What you have to do =
Pictures in the listing should not be copied. Reproduce, word for word, each line from the one holding "Pin the curtain" through the final line.

[Object point labels]
##########

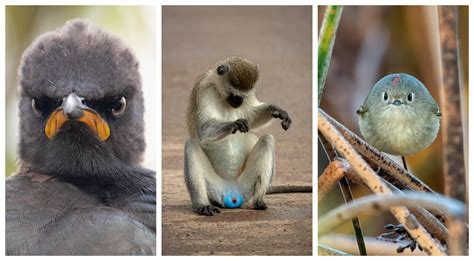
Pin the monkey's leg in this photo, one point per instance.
(196, 167)
(259, 170)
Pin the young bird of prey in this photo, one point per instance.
(80, 189)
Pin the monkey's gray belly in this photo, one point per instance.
(228, 155)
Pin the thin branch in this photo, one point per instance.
(329, 251)
(430, 222)
(375, 247)
(327, 36)
(331, 153)
(376, 184)
(396, 174)
(451, 122)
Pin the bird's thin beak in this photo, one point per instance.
(72, 109)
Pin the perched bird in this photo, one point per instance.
(80, 189)
(399, 115)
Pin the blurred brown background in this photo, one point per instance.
(279, 39)
(372, 42)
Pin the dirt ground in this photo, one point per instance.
(279, 40)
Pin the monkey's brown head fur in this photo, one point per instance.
(241, 73)
(236, 78)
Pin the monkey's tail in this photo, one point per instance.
(290, 189)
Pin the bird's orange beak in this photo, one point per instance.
(82, 114)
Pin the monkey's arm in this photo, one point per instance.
(262, 114)
(214, 130)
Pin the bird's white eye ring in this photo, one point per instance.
(36, 111)
(119, 107)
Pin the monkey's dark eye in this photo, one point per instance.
(36, 110)
(119, 107)
(222, 69)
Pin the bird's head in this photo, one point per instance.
(236, 79)
(81, 107)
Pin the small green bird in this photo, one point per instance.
(399, 115)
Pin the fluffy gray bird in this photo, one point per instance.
(80, 189)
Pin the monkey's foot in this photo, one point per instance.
(241, 125)
(401, 237)
(259, 205)
(208, 210)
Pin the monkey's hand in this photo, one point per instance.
(282, 115)
(241, 125)
(208, 210)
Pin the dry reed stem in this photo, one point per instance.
(375, 183)
(451, 96)
(331, 176)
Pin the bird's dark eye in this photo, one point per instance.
(119, 107)
(36, 109)
(222, 69)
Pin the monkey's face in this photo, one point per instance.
(81, 105)
(238, 77)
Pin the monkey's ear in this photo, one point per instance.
(222, 69)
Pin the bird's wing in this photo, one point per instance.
(56, 218)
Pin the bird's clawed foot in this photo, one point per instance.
(282, 115)
(399, 235)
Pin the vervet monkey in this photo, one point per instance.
(225, 165)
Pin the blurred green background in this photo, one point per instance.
(135, 25)
(374, 41)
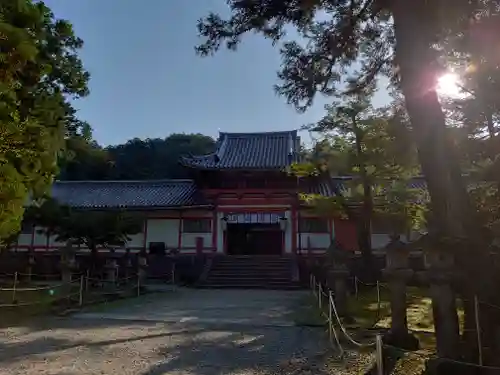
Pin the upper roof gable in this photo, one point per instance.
(268, 150)
(126, 194)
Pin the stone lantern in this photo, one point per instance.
(111, 268)
(338, 274)
(398, 274)
(142, 265)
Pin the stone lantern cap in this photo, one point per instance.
(397, 254)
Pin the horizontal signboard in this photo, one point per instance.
(254, 218)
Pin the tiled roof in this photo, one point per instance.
(272, 150)
(126, 194)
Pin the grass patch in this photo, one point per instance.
(307, 313)
(101, 303)
(33, 301)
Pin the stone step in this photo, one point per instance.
(271, 285)
(236, 273)
(248, 277)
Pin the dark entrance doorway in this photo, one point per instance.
(254, 239)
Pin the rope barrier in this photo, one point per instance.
(426, 356)
(48, 301)
(20, 290)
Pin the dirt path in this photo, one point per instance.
(204, 332)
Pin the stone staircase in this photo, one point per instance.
(252, 272)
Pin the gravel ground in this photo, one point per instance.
(68, 346)
(209, 332)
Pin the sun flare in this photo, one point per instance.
(449, 85)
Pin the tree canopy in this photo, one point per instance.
(344, 46)
(134, 160)
(41, 74)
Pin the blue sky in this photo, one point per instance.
(147, 81)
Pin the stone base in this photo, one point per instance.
(403, 340)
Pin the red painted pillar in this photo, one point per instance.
(179, 236)
(293, 223)
(145, 232)
(215, 226)
(199, 245)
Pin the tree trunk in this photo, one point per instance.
(451, 207)
(364, 227)
(418, 71)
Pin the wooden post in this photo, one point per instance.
(320, 296)
(330, 316)
(14, 288)
(173, 273)
(478, 331)
(379, 354)
(82, 280)
(87, 281)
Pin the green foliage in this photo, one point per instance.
(135, 160)
(89, 228)
(342, 48)
(404, 208)
(41, 72)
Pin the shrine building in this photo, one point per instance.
(240, 200)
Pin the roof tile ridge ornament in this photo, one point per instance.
(219, 153)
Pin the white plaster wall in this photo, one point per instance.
(288, 233)
(53, 242)
(163, 230)
(189, 239)
(380, 240)
(24, 239)
(317, 240)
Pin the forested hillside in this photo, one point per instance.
(135, 160)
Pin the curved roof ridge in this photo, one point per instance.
(267, 133)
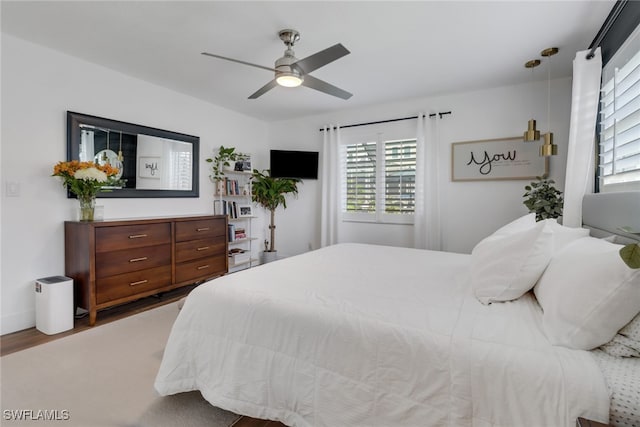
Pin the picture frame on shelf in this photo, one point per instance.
(149, 168)
(245, 211)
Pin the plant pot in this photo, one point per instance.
(267, 256)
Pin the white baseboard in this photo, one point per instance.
(17, 322)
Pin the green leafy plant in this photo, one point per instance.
(543, 198)
(223, 159)
(631, 255)
(270, 192)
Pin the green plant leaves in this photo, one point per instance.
(630, 254)
(543, 199)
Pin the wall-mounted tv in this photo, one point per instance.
(294, 164)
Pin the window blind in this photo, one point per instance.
(360, 185)
(379, 180)
(619, 160)
(400, 176)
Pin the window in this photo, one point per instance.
(382, 191)
(619, 126)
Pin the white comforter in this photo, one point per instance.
(360, 335)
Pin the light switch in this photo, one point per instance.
(13, 189)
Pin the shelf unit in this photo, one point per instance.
(233, 198)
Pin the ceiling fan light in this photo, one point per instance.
(289, 80)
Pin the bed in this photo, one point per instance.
(364, 335)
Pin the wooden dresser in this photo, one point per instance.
(116, 261)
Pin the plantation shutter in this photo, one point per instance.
(620, 121)
(400, 174)
(360, 185)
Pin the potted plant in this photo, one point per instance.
(543, 198)
(270, 192)
(226, 157)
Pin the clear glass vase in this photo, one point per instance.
(87, 208)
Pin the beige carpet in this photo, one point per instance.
(102, 377)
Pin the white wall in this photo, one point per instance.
(38, 87)
(470, 210)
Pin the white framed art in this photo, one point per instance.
(497, 159)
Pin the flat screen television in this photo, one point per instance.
(294, 164)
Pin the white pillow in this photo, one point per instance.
(626, 343)
(562, 235)
(521, 224)
(505, 266)
(587, 294)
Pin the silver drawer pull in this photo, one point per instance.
(139, 282)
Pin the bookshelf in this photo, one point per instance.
(233, 199)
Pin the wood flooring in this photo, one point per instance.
(10, 343)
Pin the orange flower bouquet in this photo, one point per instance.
(85, 180)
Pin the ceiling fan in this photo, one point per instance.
(291, 71)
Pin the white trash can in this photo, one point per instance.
(54, 304)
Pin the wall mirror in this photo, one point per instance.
(153, 162)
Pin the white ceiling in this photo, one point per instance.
(399, 50)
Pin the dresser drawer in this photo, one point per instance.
(125, 261)
(132, 236)
(201, 268)
(125, 285)
(195, 249)
(200, 229)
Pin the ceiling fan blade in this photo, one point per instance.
(264, 89)
(322, 86)
(238, 61)
(319, 59)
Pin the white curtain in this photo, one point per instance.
(427, 234)
(330, 186)
(582, 131)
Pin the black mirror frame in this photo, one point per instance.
(73, 153)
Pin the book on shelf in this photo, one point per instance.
(240, 256)
(232, 187)
(232, 232)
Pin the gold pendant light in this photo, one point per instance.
(548, 148)
(531, 134)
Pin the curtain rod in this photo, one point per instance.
(388, 121)
(611, 18)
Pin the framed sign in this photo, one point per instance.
(496, 159)
(148, 167)
(244, 210)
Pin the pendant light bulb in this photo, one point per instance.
(531, 134)
(548, 148)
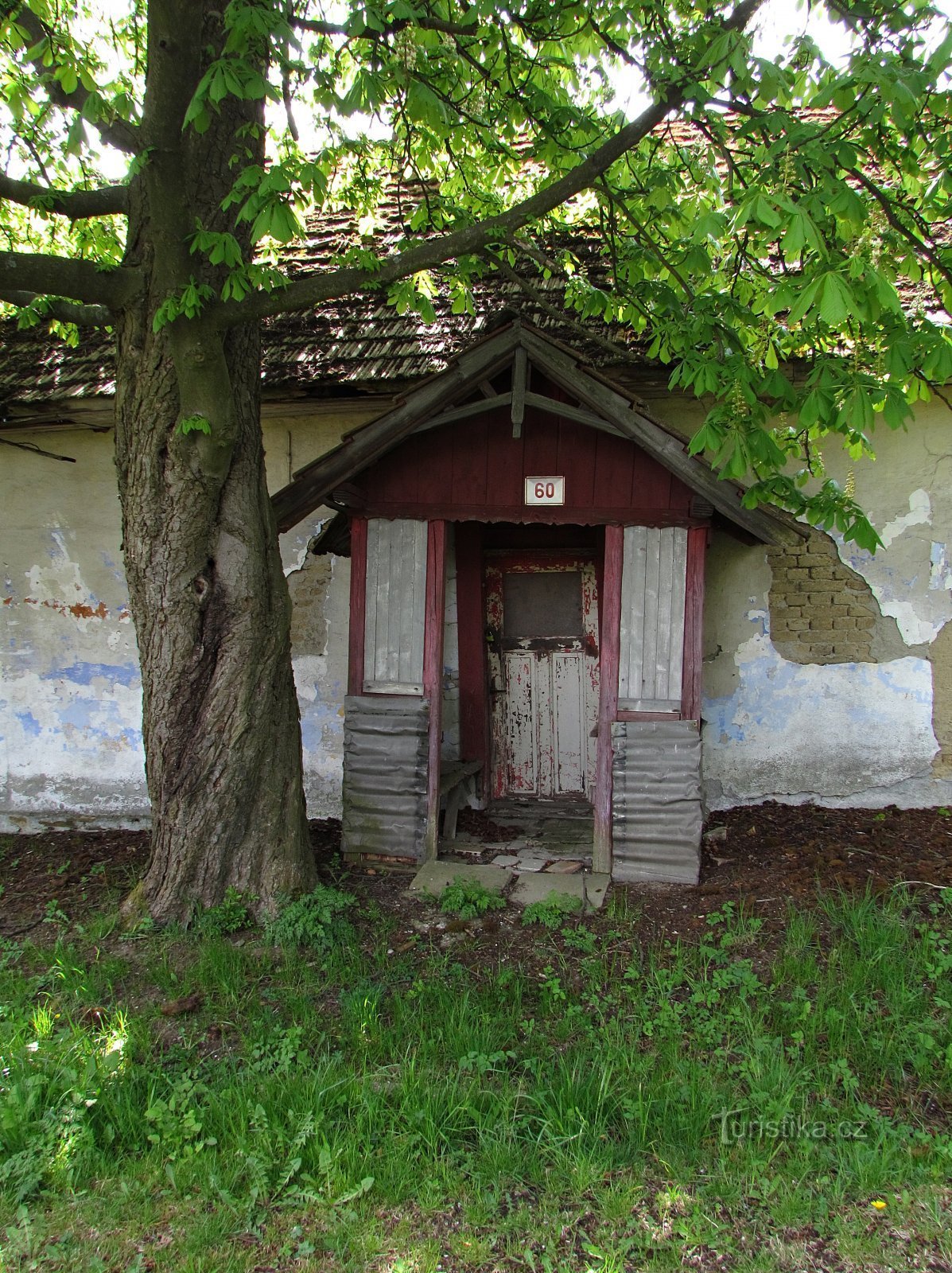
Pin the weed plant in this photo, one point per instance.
(468, 899)
(343, 1103)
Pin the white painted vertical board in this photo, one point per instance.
(521, 722)
(396, 606)
(652, 647)
(570, 745)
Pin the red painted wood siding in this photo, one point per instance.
(476, 470)
(358, 605)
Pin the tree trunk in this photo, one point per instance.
(208, 595)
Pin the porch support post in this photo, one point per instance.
(608, 695)
(474, 680)
(433, 674)
(694, 623)
(358, 605)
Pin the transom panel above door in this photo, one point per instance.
(542, 647)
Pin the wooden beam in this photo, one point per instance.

##########

Answer to this task =
Pin the curtain rod in this photo, one point per instance.
(388, 121)
(611, 18)
Pin the framed sign in this photo, one point per instance.
(496, 159)
(148, 167)
(244, 210)
Pin the pendant light bulb in this photo, one point per instance.
(531, 134)
(548, 148)
Pin the weed plant in this photo, one point per instance.
(468, 899)
(343, 1103)
Pin the white painted vertical board in this photo, one point per instance.
(521, 722)
(396, 606)
(652, 647)
(570, 745)
Pin the red painted wood siding in this photo, one point per instance.
(476, 470)
(358, 605)
Pin the tree trunk in this photo, one point per instance.
(208, 595)
Pin the porch support post in this photo, one point per instance.
(608, 695)
(474, 680)
(433, 674)
(694, 623)
(358, 605)
Pin the transom panel above door in this photo, one point per instance.
(542, 647)
Pin the wooden beam in this photo, one point per instance.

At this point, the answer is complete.